[Data drawn from a collection]
........

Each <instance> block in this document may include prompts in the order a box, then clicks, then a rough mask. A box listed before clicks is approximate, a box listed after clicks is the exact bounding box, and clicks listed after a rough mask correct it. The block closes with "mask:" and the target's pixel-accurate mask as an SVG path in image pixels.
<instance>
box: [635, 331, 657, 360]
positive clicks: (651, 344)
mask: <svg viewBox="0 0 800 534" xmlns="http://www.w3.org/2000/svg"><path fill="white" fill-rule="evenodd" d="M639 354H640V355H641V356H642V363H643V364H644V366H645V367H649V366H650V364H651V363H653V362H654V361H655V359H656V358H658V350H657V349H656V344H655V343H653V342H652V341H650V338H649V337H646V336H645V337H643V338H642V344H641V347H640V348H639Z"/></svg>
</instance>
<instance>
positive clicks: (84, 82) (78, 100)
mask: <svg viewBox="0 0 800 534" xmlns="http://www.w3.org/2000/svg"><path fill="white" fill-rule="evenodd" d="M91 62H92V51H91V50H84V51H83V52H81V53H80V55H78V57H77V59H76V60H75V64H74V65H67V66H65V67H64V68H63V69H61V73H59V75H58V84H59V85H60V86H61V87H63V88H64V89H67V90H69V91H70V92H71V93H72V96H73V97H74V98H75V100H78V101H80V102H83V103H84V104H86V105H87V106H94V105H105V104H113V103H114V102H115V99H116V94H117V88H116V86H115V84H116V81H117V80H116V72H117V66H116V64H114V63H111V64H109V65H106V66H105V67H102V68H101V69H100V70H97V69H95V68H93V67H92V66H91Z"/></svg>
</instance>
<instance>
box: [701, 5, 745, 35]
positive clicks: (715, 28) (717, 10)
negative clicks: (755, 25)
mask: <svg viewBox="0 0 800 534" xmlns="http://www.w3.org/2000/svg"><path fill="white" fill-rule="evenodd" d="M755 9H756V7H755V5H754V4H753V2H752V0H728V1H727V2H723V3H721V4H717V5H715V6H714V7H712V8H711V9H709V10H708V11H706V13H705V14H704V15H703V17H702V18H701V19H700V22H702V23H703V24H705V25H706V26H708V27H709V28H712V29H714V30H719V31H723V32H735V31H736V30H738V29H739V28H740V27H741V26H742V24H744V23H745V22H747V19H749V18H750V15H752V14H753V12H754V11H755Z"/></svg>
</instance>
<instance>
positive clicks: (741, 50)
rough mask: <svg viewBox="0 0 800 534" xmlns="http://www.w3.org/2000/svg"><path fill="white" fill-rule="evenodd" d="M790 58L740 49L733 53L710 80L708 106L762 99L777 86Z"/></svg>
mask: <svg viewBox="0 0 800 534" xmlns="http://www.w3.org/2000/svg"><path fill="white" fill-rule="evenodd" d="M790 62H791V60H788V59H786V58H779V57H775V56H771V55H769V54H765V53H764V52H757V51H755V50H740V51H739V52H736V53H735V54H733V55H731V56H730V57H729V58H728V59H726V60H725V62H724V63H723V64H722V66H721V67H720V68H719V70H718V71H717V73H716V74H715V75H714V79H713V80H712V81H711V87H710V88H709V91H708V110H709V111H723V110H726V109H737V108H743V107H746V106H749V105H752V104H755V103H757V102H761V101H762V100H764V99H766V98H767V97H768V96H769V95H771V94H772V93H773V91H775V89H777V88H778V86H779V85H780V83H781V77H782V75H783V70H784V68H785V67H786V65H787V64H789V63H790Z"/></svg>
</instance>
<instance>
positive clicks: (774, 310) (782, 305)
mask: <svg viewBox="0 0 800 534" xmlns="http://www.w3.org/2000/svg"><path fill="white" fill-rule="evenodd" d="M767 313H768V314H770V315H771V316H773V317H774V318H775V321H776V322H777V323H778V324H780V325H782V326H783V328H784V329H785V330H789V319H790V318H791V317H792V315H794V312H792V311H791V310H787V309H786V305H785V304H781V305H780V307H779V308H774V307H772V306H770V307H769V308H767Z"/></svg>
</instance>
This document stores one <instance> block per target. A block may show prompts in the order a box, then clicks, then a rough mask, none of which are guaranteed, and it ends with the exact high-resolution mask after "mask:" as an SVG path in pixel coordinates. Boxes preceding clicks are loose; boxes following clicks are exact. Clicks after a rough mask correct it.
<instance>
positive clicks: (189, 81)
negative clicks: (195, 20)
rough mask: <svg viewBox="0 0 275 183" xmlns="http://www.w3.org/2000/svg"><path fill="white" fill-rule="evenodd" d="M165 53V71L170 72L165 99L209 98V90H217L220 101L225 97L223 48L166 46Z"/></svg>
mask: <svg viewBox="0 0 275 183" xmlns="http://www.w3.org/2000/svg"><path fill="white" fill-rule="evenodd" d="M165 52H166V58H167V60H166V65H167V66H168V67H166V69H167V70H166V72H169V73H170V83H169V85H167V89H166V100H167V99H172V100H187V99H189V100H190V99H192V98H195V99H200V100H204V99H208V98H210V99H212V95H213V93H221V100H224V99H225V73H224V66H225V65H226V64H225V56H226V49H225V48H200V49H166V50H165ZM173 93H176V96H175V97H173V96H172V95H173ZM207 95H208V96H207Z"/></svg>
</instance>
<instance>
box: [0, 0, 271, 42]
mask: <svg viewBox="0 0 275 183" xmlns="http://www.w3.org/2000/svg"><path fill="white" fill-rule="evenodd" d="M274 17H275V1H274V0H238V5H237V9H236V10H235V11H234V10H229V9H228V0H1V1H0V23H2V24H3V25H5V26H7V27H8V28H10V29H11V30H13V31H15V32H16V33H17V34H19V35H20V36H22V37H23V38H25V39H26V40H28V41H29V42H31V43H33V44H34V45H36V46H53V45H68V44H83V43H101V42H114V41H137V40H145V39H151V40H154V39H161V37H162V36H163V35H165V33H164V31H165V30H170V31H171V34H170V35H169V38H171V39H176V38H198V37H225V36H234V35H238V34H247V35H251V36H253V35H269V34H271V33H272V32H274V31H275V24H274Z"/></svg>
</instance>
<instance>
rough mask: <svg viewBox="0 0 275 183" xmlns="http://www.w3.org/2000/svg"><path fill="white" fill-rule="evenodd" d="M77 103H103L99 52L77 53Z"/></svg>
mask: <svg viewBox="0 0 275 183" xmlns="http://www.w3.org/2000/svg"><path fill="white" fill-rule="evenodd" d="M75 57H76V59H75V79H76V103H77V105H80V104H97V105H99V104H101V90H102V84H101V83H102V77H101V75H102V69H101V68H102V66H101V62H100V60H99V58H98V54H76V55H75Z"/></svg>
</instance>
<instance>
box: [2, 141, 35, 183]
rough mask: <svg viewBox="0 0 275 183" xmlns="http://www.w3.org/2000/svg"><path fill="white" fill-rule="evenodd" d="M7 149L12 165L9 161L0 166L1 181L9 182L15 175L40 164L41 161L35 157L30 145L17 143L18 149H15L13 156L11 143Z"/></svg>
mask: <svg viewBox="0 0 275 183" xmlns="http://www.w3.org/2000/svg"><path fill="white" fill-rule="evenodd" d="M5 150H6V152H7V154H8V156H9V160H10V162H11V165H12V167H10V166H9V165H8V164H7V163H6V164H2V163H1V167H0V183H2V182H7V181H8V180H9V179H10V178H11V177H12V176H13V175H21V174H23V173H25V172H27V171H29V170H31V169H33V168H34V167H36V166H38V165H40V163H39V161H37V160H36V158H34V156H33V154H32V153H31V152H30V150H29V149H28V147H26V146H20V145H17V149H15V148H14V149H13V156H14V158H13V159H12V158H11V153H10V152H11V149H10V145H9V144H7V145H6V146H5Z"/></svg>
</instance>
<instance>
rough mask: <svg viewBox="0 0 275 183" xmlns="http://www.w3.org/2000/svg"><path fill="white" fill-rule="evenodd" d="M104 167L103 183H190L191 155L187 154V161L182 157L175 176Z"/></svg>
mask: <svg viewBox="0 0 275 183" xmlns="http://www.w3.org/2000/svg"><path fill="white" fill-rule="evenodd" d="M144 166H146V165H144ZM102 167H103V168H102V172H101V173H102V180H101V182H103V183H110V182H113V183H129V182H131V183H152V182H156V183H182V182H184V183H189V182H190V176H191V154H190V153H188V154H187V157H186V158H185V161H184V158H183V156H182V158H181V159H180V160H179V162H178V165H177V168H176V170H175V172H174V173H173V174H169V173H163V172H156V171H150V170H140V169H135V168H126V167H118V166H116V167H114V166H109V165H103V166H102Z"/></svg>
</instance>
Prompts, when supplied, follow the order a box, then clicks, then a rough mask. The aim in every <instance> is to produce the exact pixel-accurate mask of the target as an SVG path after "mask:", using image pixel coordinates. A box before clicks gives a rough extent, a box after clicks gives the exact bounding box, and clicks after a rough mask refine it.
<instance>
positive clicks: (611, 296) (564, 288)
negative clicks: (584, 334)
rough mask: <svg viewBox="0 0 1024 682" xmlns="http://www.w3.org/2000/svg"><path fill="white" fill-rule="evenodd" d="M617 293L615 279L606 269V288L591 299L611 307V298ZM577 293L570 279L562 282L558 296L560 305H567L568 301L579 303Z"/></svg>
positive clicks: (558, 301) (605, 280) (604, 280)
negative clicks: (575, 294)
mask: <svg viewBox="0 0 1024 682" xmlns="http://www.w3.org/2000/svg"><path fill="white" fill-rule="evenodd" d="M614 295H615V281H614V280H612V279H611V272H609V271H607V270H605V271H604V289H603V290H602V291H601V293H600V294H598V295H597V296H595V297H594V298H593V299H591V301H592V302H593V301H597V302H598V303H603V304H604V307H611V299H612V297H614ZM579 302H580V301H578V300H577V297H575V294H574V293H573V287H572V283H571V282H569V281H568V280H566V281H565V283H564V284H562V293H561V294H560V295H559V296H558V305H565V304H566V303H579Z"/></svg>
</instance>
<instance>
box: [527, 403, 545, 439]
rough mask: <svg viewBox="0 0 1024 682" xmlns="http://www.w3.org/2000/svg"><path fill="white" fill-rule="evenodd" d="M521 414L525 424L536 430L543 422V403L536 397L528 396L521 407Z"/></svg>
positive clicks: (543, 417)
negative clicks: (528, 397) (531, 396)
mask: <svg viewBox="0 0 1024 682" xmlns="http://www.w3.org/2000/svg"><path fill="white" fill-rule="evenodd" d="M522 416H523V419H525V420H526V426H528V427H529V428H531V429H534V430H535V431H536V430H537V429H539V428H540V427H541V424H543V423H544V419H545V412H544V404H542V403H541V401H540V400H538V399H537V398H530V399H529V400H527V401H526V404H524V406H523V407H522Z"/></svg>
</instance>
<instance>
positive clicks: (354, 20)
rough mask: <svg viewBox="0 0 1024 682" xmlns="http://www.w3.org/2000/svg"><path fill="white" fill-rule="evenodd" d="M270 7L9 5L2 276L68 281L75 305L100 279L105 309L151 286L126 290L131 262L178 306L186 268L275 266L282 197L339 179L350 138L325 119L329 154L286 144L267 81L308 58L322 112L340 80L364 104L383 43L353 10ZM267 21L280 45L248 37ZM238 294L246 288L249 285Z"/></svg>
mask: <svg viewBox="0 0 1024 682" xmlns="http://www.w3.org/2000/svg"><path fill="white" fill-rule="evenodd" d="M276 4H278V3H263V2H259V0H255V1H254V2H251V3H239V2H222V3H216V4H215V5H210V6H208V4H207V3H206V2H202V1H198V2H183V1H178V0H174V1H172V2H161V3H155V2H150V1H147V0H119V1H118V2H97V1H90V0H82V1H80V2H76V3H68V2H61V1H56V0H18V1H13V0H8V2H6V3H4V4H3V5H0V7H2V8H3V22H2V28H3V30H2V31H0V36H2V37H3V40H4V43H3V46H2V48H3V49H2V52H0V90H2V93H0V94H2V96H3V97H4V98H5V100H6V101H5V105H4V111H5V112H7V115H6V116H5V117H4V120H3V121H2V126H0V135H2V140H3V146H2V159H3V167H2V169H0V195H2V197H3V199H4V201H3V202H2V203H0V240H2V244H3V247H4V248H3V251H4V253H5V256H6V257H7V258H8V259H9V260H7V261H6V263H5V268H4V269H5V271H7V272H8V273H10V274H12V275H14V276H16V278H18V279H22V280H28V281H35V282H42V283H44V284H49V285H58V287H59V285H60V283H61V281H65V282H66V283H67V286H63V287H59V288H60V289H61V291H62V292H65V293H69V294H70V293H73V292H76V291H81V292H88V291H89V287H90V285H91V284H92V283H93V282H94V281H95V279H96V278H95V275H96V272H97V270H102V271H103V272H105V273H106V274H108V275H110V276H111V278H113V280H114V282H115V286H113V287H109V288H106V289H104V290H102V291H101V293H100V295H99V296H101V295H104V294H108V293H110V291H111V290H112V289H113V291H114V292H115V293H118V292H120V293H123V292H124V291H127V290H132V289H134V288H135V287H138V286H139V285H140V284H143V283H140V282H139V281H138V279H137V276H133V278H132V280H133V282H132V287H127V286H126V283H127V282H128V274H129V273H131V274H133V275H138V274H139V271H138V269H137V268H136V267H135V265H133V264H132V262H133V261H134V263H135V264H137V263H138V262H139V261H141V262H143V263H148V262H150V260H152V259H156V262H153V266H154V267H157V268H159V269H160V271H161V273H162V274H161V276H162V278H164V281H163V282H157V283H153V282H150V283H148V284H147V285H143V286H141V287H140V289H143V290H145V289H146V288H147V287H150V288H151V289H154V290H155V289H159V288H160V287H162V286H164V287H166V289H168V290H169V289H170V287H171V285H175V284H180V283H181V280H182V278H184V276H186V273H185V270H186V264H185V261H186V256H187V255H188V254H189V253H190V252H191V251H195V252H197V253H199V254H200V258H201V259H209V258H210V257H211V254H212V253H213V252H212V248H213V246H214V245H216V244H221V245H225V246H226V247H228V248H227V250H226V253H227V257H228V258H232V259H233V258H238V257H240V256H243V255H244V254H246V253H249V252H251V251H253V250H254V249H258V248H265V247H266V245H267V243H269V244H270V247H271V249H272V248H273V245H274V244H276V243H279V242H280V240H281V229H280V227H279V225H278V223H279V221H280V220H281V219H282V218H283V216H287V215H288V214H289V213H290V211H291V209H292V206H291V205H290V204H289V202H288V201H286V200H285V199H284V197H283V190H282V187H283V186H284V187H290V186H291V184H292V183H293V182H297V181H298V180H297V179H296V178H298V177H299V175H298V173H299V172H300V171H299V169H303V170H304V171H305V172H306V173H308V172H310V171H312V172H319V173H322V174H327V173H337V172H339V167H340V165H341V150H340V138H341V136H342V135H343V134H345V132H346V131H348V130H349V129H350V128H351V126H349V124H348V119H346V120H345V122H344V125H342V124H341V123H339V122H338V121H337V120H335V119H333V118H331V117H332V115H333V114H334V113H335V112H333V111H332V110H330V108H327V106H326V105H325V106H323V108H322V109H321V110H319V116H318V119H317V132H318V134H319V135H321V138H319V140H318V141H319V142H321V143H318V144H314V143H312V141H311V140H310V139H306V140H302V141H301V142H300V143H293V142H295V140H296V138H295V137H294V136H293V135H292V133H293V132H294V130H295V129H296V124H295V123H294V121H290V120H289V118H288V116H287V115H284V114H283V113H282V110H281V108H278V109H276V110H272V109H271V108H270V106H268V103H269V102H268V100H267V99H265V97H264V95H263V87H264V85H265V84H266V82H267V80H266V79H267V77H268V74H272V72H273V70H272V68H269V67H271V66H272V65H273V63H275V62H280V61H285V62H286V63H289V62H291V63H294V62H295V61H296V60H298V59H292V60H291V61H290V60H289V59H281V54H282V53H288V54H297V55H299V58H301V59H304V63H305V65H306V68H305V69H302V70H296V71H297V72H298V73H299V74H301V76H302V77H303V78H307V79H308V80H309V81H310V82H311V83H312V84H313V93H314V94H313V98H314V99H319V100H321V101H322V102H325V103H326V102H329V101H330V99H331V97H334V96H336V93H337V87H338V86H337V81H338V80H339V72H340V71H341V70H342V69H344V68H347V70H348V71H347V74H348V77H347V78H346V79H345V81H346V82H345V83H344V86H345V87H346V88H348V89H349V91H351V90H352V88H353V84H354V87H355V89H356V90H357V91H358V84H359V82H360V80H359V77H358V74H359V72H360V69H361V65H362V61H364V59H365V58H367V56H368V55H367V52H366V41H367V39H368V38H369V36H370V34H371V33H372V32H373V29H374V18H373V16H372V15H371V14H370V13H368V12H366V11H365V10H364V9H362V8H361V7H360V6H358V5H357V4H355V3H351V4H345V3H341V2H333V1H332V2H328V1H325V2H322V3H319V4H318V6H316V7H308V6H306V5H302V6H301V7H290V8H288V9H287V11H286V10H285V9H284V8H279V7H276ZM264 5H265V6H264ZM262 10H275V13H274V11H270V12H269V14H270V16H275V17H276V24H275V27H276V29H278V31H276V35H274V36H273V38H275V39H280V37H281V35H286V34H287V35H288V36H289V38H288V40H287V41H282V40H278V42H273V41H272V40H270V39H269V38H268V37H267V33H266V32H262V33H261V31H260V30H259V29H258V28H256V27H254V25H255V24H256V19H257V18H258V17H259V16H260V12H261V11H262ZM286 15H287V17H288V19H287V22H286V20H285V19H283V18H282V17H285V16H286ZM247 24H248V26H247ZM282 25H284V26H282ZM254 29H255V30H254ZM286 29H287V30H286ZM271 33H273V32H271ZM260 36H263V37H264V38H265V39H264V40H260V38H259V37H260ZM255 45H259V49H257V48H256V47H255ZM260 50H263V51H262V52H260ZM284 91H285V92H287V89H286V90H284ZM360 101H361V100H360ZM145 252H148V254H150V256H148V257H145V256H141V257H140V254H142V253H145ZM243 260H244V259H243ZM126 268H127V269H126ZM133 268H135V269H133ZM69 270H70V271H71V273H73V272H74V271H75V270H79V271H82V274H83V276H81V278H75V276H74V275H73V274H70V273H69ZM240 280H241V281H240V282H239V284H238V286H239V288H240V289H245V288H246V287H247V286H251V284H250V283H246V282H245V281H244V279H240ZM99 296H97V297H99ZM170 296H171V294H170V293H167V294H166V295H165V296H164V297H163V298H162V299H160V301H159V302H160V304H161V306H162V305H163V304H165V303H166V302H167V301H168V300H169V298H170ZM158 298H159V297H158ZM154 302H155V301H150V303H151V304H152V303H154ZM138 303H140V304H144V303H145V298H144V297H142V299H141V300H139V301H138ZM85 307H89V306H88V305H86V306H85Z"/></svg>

........

■ Request
Gather every line of the material above that contains the word "document" and copy each one in full.

■ Task solution
Each <instance> block in this document may include prompts in the order a box, then clicks, then a rough mask. A box listed before clicks is approximate, a box listed after clicks is the exact bounding box, and clicks listed after a rough mask correct it. The block closes with "mask:" and the target's pixel-accurate mask as an SVG path in image pixels.
This document stores one <instance> block per target. A block may show prompts in the order a box, then clicks, then a rough mask, none of which are guaranteed, and it ends with the exact high-resolution mask after "mask:" as an SVG path in pixel coordinates. Boxes preceding clicks are loose; boxes following clicks are exact. Clicks after a rough mask correct it.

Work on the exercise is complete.